> **RECORD EXCERPTS**:
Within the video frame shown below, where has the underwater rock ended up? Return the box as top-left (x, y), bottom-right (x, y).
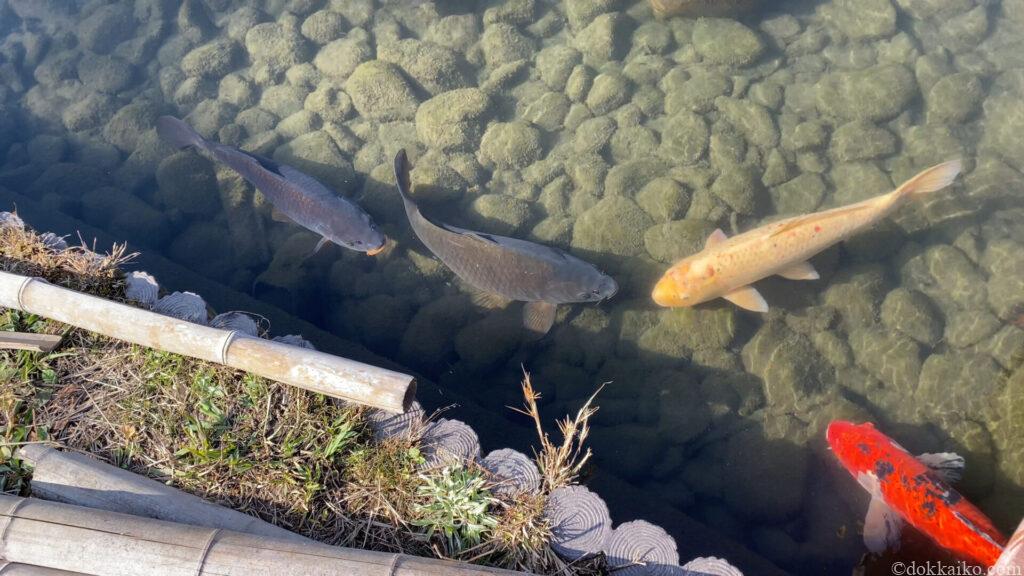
==
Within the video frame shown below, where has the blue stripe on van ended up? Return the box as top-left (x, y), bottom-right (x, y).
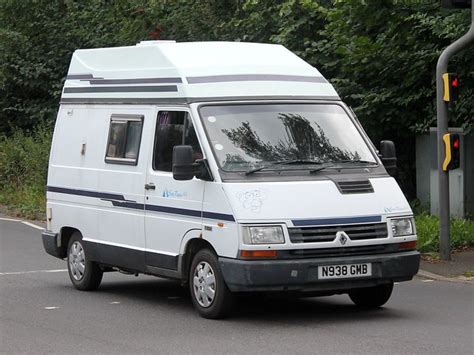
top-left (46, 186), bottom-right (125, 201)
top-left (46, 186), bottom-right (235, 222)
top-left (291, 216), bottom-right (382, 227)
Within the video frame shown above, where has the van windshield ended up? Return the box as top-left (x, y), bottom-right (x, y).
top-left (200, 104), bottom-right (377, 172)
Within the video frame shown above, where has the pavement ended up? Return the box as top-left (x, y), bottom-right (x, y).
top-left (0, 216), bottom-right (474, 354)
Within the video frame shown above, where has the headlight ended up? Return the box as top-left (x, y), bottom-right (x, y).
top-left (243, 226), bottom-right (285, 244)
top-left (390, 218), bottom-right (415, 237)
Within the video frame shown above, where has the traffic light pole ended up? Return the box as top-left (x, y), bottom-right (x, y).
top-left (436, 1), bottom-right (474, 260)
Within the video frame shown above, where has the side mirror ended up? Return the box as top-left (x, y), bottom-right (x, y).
---
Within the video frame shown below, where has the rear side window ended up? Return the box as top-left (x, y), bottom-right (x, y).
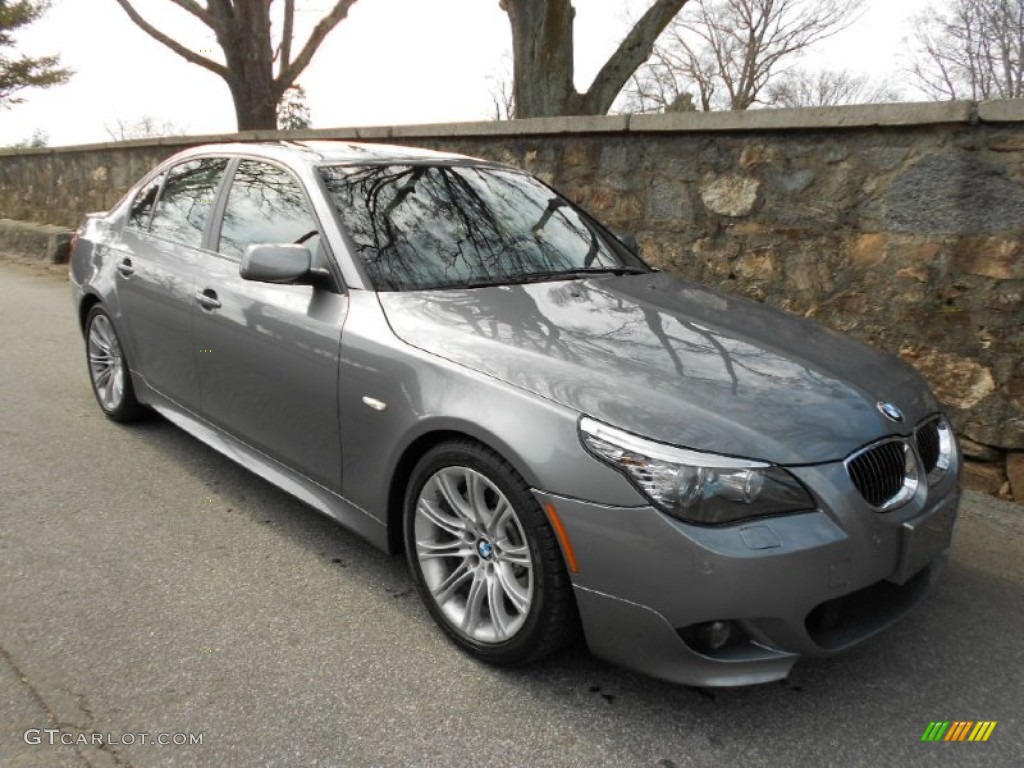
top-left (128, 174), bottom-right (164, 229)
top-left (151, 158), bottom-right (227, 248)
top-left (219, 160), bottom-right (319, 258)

> **GIVEN PROBLEM**: Copy the data above word for word, starting at the line that contains "Within the video frame shown above, where has the traffic" and running through the line that contains "Within the video frame shown above, where has the side", including both of those lines.

> **OUTPUT FOR THIS TASK**:
Within the video frame shown above, where has the traffic light pole ended up? Return the box as top-left (x, y), bottom-right (x, y).
top-left (436, 1), bottom-right (474, 260)
Within the video frame shown above, where has the side mirror ended up? Return the box as top-left (x, y), bottom-right (x, y).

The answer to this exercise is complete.